What you will do.
Reproduce the essay on anger below word for word, from its title through its last sentence.

Quoted passage.
• • •

The Topic Is Anger!

Anger is everywhere these days. It is in the air, and it lives and feeds and grows, on-line and in our political discourse. There is a lot to be angry about, like injustice and war and our own impotence to affect change or control our circumstances.

Over the years I have spent a lot of time dwelling on this subject. It has been a consuming topic for me because for a long time (too long) it was my chief identifying emotion. As I realised I had a problem, I began to cast about in search of a role model. While there were innumerable people who handled anger better than me, I failed to find a role model I could imitate! There were people who never seemed to get really angry. I knew I could not do that! There were people who swallowed their anger and bitter experience taught me this would not work for me. Some were passive aggressive, and I did not admire that as a method. Many, many were better than me with anger, but I could not find a wholesome or workable model.

The scriptures not only give me permission to be angry, but actually encourage anger. It seems this is a God given emotion. It is a tool which we wield most clumsily. When I first looked to Jesus, I saw only ‘Jesus Meek and Mild,’ and I allowed this one-dimensional caricature to dominate. Apparently Jesus was not in all ways tempted like me and was incapable of anger. Sure, he got “righteously” angry at money changers, but “righteous” anger was not my problem.

Now I see Jesus quite differently. When Judas betrayed him with a kiss, the Jesus who was indeed tempted in all ways, felt anger. He looked Judas in the eyes, not letting him off the hook and thereby confronted him with his awful betrayal. After Peter’s denial again we see him looking Peter in the eye and the terrible weight of Peter’s denial crashes upon him.

• • •

Source material.
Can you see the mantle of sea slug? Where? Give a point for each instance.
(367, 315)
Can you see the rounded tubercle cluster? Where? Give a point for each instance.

• • •

Exercise response.
The Topic Is Anger!

Anger is everywhere these days. It is in the air, and it lives and feeds and grows, on-line and in our political discourse. There is a lot to be angry about, like injustice and war and our own impotence to affect change or control our circumstances.

Over the years I have spent a lot of time dwelling on this subject. It has been a consuming topic for me because for a long time (too long) it was my chief identifying emotion. As I realised I had a problem, I began to cast about in search of a role model. While there were innumerable people who handled anger better than me, I failed to find a role model I could imitate! There were people who never seemed to get really angry. I knew I could not do that! There were people who swallowed their anger and bitter experience taught me this would not work for me. Some were passive aggressive, and I did not admire that as a method. Many, many were better than me with anger, but I could not find a wholesome or workable model.

The scriptures not only give me permission to be angry, but actually encourage anger. It seems this is a God given emotion. It is a tool which we wield most clumsily. When I first looked to Jesus, I saw only ‘Jesus Meek and Mild,’ and I allowed this one-dimensional caricature to dominate. Apparently Jesus was not in all ways tempted like me and was incapable of anger. Sure, he got “righteously” angry at money changers, but “righteous” anger was not my problem.

Now I see Jesus quite differently. When Judas betrayed him with a kiss, the Jesus who was indeed tempted in all ways, felt anger. He looked Judas in the eyes, not letting him off the hook and thereby confronted him with his awful betrayal. After Peter’s denial again we see him looking Peter in the eye and the terrible weight of Peter’s denial crashes upon him.